> Extract provided:
========================================================================
The authoritarianism of some pandemic responses in the Indo-Pacific has received considerable international criticism. However, many responses to the veritable infodemic afflicting the region have often been no less authoritarian and deserve no less condemnation.
The term ‘infodemic’ refers to seismic increases in information about a given topic in a short space of time. Further, the information can be subcategorized to include both misinformation (unknowingly false and benevolently spread) and disinformation (knowingly false and maliciously spread). Infodemics have been a growing social issue in the Indo-Pacific region for years.
The significance of the issue is illustrated by the increasing digital authoritarianism in the region. In recent years, more central governments have turned to digital technology in order to suppress, surveil and quash journalists and the digital landscape more broadly. In 2019, Singapore passed its controversial Protection From Online Falsehoods and Manipulation Bill, which allows government ministers to prosecute individuals who share online falsehoods deemed contrary to the “public interest”. Similarly, Thailand’s 2016 Computer-Related Crime Act allows the government to determine falsehoods and order their removal from online forums.
Of course, some products of the infodemic are absurd and vacuous, such as the widely-circulated notion that 5G is the root cause of the virus, or that “cosmic-level sound waves” produced by wide-spread clapping in India slowed its spread. Other products, however, have the potential to seriously compromise public health. For example, several hundred deaths in Iran followed widely-circulated misinformation that methanol consumption would cure the virus. Perhaps unsurprisingly, therefore, the worsening of the infodemic during the coronavirus pandemic has intensified digital authoritarianism in the region; with governments eager to distil truth from falsehood in such unstable times.
Vietnam has introduced extortionate fines for those found guilty of sharing “false, untruthful, distorted, or slanderous information.” In addition to fines, some Facebook users such as Ma Phung Ngoc Phu have received jail sentences. Myanmar’s government has cited concerns over misinformation when blocking 221 websites guilty of perpetuating “fake news”. In India, journalists who reported on the dire circumstances faced by migrants during the pandemic have been booked by local authorities.
========================================================================
> Provided records:
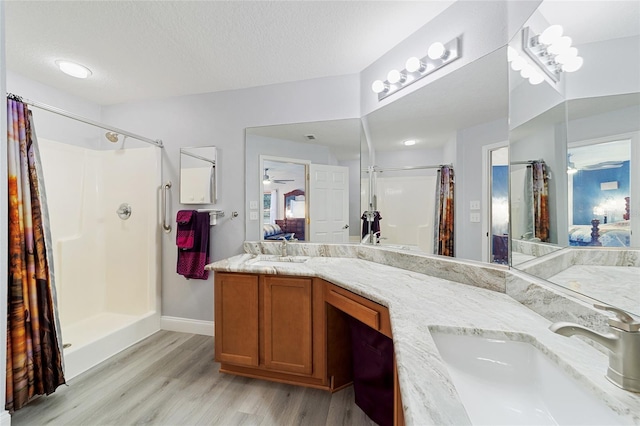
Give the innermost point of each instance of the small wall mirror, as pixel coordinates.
(198, 175)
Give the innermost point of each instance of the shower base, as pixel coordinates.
(101, 336)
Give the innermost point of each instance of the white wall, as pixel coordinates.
(220, 119)
(468, 169)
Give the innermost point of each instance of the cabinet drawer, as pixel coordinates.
(370, 313)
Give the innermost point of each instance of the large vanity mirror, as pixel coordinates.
(574, 153)
(198, 178)
(412, 138)
(303, 181)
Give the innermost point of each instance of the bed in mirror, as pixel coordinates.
(584, 129)
(302, 181)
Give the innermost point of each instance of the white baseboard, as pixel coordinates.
(5, 418)
(186, 325)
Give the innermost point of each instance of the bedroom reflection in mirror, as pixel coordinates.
(599, 181)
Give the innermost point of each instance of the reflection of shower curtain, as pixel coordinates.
(34, 356)
(538, 197)
(273, 209)
(443, 241)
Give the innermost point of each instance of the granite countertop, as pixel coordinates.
(420, 304)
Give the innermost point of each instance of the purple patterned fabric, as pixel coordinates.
(191, 261)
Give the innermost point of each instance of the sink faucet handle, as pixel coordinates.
(622, 320)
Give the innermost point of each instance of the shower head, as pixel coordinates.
(111, 136)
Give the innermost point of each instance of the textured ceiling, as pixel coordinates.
(141, 50)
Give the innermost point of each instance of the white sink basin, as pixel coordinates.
(275, 260)
(506, 382)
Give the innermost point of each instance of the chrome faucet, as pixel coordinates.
(283, 248)
(622, 341)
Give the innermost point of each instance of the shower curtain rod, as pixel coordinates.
(399, 169)
(527, 162)
(67, 114)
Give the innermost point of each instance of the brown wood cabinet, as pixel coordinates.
(271, 327)
(291, 330)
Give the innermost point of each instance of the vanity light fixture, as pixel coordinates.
(73, 69)
(438, 55)
(551, 51)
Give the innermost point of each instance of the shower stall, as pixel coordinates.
(103, 203)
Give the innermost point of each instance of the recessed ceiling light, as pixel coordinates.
(73, 69)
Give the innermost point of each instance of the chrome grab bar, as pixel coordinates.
(165, 225)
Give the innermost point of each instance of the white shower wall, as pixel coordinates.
(407, 207)
(106, 268)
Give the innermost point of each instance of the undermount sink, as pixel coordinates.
(275, 260)
(507, 382)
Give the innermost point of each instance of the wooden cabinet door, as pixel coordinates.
(236, 319)
(287, 321)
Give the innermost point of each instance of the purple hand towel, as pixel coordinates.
(185, 235)
(191, 261)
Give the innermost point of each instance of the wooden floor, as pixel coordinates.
(171, 379)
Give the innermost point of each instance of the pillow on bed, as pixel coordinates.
(270, 230)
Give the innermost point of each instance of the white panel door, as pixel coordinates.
(328, 203)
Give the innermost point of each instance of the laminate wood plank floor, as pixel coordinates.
(171, 379)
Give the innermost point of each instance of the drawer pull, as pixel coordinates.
(360, 312)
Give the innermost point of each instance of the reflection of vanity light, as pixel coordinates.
(396, 76)
(438, 55)
(551, 51)
(379, 86)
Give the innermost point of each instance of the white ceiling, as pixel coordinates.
(141, 50)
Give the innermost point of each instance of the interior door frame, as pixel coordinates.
(306, 164)
(486, 196)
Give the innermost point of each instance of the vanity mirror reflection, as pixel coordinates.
(411, 138)
(581, 133)
(302, 181)
(198, 178)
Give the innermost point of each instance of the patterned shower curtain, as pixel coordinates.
(539, 184)
(443, 241)
(34, 356)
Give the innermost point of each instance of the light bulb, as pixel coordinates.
(73, 69)
(379, 86)
(551, 34)
(395, 76)
(560, 46)
(536, 78)
(567, 56)
(414, 64)
(436, 51)
(518, 63)
(574, 64)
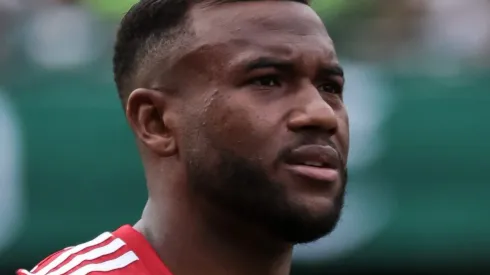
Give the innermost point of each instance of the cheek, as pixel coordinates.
(238, 128)
(343, 134)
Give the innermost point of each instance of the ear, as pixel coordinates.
(151, 120)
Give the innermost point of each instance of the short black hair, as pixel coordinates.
(149, 24)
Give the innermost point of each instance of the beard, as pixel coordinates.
(242, 186)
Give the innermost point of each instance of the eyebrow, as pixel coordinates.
(267, 62)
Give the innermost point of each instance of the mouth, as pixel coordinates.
(315, 162)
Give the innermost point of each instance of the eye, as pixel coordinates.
(331, 88)
(266, 81)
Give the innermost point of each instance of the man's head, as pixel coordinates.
(239, 102)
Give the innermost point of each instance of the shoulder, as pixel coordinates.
(106, 254)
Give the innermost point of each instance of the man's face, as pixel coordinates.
(265, 130)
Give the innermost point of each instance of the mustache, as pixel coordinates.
(310, 140)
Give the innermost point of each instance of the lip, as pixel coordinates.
(326, 159)
(315, 173)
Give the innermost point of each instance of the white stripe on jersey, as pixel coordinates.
(91, 255)
(111, 265)
(65, 255)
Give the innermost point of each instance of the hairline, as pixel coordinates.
(153, 52)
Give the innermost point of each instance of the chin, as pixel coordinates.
(309, 221)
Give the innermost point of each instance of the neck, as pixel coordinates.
(191, 243)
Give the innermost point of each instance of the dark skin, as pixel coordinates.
(259, 79)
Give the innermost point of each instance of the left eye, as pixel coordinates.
(329, 88)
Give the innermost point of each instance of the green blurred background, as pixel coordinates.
(418, 92)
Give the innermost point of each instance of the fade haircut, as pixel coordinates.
(151, 28)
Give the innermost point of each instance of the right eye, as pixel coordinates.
(266, 81)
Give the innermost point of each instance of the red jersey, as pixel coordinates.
(123, 252)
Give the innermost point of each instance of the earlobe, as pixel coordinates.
(147, 113)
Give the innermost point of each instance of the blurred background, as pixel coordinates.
(418, 92)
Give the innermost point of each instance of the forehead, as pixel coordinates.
(281, 27)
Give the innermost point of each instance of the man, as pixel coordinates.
(238, 113)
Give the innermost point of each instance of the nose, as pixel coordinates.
(313, 114)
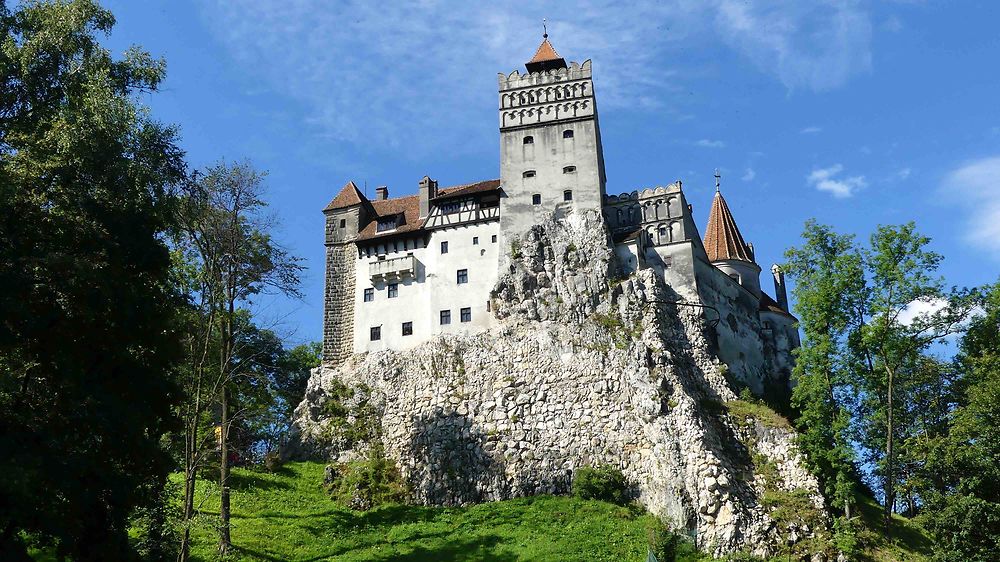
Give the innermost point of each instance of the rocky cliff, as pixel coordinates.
(583, 368)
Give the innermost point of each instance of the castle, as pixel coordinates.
(401, 271)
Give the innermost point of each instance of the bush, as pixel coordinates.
(603, 483)
(364, 484)
(668, 546)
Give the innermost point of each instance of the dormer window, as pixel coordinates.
(386, 223)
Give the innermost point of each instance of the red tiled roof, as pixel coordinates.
(409, 207)
(349, 195)
(545, 52)
(723, 240)
(468, 189)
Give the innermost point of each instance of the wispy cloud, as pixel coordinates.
(376, 77)
(827, 179)
(976, 186)
(708, 143)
========================================================================
> Exercise directions:
According to the infodemic article, what does Thailand's 2016 Computer-Related Crime Act allow the government to do? The items above aren't needed.

> Reply:
It allows the government to determine falsehoods and order their removal from online forums.